## Supplied information
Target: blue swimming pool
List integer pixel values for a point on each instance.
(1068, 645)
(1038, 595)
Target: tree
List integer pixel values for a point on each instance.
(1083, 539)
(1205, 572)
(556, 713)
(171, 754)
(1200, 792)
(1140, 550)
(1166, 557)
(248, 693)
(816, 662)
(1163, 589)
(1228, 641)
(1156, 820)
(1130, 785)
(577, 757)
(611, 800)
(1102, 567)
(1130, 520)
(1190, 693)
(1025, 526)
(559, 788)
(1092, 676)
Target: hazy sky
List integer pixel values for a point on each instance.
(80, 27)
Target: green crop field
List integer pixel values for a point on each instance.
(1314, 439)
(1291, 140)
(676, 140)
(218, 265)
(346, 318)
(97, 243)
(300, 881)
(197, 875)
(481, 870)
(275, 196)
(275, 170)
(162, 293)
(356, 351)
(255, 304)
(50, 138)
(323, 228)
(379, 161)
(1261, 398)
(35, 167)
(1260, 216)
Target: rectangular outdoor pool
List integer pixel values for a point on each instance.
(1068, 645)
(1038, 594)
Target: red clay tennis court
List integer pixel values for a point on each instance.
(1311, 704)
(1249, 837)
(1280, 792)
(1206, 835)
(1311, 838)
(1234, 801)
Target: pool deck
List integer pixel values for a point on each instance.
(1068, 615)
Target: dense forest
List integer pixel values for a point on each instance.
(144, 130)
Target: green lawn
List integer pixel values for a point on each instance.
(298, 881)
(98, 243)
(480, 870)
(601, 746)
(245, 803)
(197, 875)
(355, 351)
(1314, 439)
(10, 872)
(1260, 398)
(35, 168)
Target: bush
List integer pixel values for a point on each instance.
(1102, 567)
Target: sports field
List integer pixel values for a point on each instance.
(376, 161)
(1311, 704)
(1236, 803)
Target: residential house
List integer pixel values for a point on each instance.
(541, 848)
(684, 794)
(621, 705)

---

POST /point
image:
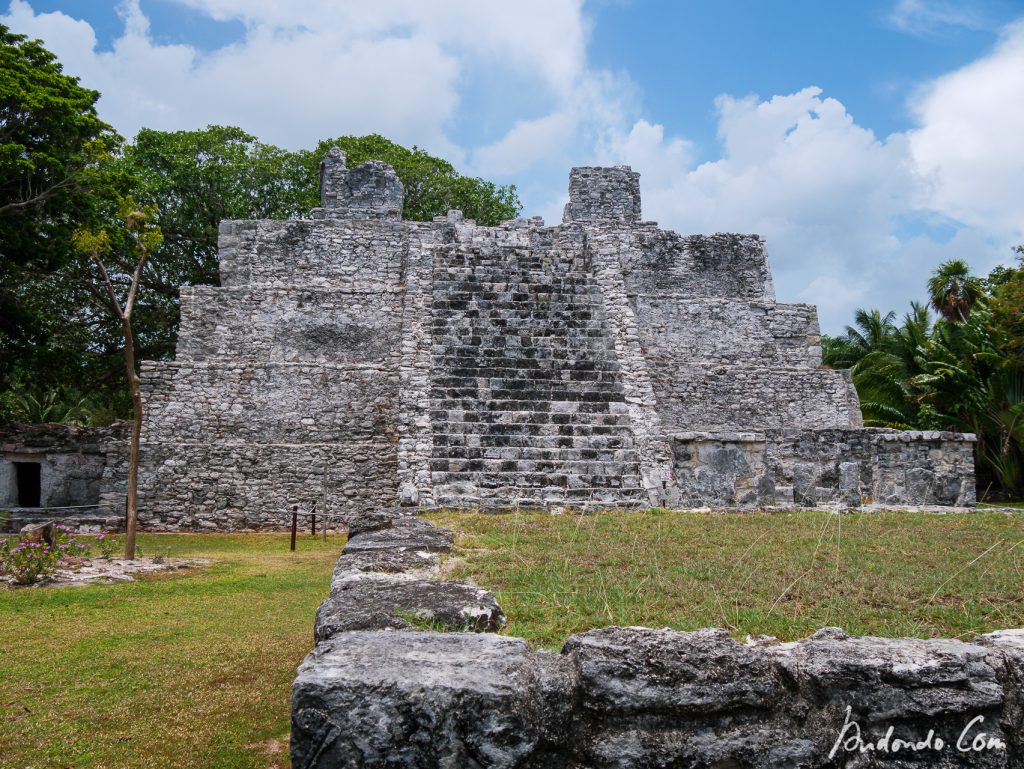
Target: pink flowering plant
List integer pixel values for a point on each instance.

...

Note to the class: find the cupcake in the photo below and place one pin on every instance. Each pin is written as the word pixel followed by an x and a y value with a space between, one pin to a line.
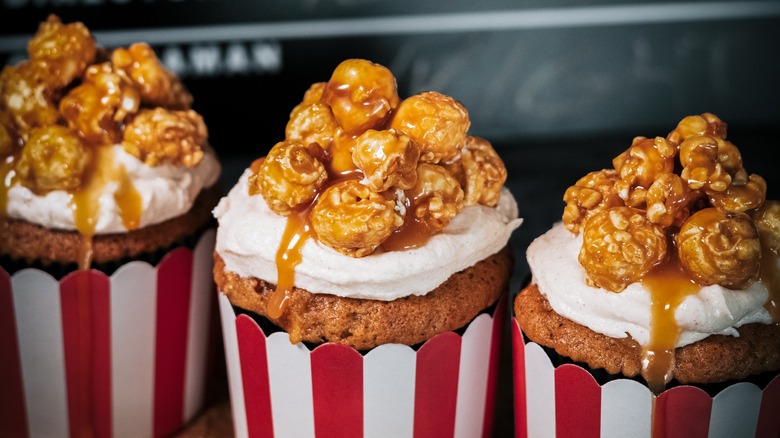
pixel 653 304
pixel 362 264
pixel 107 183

## Aim of the exercise
Retype the lines of data from the line holding "Target: blue swimming pool" through the line holding "(1092, 676)", inclusive, with every character unchanged.

## Written answer
Target: blue swimming pool
List integer pixel values for a point on each instance.
(1068, 645)
(1038, 595)
Target: tree
List integer pixel values for a point on each instance.
(1083, 539)
(1205, 572)
(556, 713)
(171, 754)
(1200, 792)
(1140, 550)
(1166, 557)
(248, 693)
(816, 662)
(1163, 589)
(1228, 641)
(1156, 820)
(1130, 785)
(577, 757)
(611, 800)
(1102, 567)
(1130, 520)
(1190, 693)
(1025, 526)
(559, 788)
(1092, 676)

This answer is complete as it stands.